• _WORK REQUIRED_:
Listed below are entries; give the number of lines among them that include "pillar", and only that number.

Saved entries:
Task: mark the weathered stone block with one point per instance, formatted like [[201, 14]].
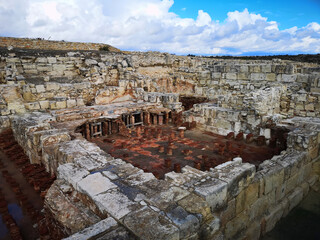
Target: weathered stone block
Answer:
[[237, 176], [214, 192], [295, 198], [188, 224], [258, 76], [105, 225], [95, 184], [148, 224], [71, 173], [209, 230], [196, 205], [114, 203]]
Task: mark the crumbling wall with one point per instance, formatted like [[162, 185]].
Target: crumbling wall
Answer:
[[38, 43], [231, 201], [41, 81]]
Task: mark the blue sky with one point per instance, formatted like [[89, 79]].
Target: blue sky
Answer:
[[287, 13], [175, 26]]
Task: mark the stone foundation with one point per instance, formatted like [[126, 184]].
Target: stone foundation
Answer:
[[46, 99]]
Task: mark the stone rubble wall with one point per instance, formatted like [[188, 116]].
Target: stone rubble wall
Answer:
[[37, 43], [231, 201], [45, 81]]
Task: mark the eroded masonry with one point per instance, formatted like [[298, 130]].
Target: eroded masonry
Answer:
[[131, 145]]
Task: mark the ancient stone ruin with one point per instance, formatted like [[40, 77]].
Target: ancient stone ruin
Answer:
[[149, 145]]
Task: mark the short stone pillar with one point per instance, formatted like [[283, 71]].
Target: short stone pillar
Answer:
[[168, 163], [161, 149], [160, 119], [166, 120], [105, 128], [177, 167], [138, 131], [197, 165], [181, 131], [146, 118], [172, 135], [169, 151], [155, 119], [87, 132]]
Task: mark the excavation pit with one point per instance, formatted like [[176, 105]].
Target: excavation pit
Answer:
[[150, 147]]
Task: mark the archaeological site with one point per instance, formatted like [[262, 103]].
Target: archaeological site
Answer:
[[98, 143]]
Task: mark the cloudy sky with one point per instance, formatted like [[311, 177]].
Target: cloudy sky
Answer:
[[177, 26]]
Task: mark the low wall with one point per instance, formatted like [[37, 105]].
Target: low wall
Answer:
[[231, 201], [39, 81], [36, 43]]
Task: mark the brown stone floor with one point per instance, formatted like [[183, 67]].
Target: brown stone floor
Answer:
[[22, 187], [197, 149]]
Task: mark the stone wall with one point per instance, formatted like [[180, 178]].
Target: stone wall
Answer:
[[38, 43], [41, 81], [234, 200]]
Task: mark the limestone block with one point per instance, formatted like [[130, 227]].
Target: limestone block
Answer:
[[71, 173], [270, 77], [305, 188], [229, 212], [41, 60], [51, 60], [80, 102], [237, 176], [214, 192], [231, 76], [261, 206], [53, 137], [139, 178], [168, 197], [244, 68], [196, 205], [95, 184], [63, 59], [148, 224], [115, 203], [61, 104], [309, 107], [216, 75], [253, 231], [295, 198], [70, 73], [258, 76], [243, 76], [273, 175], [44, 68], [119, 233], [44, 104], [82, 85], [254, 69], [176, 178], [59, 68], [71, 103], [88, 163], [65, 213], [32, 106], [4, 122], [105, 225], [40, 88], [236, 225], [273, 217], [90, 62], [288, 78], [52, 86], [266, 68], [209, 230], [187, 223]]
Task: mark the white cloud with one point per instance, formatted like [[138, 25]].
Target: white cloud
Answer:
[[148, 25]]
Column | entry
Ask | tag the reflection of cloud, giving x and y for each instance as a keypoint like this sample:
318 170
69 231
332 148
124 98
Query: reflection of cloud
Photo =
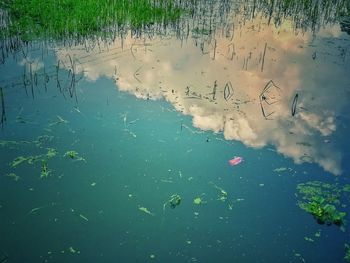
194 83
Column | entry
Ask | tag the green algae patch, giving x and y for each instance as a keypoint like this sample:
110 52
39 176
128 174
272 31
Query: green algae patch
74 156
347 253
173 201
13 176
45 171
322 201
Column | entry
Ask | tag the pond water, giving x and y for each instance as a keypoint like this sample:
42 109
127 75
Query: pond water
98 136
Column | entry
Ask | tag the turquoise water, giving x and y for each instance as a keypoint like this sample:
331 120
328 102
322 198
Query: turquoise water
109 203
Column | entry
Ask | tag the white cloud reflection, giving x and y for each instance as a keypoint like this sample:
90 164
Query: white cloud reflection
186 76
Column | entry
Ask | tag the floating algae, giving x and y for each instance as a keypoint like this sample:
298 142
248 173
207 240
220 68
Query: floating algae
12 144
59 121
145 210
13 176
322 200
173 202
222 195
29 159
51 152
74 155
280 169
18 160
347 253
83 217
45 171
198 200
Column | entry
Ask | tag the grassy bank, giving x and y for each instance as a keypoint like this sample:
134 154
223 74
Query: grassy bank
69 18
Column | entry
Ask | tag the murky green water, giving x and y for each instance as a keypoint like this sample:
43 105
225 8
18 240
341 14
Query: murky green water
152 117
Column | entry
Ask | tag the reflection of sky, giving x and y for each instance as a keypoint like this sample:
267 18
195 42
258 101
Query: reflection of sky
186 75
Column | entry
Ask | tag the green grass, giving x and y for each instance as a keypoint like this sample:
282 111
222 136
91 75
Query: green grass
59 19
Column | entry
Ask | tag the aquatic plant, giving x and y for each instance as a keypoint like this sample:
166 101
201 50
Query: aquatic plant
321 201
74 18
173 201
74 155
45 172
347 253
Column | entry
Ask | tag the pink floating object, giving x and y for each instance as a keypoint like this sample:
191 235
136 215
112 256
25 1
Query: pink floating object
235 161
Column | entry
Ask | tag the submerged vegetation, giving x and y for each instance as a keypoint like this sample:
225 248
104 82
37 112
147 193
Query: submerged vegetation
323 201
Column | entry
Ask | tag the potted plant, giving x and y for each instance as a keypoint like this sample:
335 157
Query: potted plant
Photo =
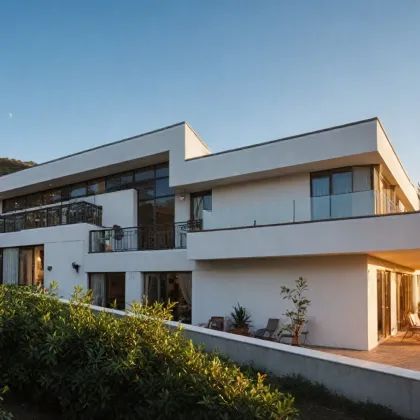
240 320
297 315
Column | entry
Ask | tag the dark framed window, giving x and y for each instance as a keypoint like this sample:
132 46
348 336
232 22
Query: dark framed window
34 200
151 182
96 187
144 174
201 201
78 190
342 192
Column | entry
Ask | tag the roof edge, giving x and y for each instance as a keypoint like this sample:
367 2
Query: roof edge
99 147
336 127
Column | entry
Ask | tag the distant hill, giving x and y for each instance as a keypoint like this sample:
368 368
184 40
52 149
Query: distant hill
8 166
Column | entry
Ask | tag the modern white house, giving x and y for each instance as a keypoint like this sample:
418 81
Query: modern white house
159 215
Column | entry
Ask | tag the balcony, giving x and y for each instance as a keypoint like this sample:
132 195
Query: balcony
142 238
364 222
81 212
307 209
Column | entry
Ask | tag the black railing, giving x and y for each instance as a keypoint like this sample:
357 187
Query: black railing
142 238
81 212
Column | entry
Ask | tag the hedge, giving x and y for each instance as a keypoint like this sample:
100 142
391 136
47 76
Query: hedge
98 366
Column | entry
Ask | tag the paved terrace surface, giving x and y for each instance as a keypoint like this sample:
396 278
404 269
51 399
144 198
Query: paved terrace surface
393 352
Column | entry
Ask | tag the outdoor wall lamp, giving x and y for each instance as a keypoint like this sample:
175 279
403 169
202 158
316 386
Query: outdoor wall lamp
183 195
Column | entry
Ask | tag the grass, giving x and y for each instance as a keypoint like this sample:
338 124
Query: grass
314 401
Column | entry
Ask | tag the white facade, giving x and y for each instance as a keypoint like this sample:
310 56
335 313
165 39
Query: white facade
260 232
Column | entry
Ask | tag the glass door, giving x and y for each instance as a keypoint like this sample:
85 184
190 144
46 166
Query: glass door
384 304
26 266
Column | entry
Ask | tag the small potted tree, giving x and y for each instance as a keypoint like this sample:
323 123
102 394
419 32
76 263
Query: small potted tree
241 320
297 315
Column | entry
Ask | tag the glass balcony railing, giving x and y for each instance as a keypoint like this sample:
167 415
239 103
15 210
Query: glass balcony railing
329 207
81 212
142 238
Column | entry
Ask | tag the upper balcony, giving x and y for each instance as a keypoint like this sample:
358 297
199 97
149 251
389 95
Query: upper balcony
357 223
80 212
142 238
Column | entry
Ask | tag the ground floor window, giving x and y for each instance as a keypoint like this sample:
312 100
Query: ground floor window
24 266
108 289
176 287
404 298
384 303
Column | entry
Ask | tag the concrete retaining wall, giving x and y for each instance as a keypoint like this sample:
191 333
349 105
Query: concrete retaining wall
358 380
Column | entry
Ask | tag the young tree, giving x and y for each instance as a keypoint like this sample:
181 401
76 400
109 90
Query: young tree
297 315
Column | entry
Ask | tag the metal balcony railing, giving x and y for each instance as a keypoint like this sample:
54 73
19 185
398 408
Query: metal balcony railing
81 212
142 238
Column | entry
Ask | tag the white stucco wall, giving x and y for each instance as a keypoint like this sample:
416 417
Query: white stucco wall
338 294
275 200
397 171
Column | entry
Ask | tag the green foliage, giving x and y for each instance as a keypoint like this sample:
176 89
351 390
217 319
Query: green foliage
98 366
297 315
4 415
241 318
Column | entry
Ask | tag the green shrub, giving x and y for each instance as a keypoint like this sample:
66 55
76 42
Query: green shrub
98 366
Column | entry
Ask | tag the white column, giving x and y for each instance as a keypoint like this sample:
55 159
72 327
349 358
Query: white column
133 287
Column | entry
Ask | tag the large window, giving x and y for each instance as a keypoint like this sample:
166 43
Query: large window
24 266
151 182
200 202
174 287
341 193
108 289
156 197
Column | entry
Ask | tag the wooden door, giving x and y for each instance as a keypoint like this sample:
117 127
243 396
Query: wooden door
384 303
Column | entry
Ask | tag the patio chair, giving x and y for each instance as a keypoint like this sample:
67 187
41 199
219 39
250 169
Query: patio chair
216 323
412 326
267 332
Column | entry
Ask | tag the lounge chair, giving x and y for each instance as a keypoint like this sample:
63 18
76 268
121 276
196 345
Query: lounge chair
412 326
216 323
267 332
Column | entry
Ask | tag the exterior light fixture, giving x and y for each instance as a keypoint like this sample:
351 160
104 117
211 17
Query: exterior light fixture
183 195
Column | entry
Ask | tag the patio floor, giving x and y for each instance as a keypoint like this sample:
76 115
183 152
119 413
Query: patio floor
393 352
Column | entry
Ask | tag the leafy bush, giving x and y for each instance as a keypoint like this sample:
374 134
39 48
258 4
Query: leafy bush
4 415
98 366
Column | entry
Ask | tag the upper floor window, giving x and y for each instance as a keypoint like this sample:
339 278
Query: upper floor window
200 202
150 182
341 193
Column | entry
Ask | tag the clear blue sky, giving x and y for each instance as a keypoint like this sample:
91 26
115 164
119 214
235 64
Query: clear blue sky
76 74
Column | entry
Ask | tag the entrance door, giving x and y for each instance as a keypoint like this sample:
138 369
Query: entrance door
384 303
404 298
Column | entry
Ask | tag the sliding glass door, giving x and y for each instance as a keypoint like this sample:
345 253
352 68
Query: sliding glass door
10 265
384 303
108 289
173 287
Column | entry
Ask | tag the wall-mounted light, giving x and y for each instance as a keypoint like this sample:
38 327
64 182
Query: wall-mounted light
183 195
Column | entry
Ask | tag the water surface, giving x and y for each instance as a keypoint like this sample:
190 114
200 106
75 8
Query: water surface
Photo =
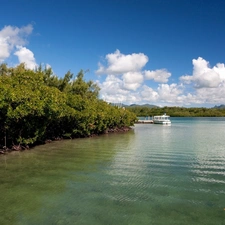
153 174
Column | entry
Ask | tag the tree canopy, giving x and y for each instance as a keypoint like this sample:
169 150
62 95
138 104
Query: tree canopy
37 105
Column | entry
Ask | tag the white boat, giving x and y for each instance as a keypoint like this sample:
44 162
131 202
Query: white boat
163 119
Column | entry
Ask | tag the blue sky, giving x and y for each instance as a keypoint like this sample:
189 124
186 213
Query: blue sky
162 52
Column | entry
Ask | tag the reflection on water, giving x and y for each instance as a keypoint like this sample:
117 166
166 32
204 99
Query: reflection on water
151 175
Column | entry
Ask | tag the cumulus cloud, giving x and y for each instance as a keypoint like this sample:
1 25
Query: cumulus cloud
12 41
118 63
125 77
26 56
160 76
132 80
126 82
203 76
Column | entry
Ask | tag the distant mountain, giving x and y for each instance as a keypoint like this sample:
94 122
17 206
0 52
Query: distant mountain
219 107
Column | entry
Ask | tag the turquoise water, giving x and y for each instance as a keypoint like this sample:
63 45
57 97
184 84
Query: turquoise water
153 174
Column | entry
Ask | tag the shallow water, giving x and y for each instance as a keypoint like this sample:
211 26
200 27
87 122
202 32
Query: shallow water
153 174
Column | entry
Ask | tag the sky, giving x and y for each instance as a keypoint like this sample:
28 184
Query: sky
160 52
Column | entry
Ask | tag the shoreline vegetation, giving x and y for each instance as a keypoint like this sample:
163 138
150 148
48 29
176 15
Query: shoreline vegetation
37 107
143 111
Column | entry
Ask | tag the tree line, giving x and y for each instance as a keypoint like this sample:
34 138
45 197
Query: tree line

• _SOLUTION FOR THIS PROBLEM_:
2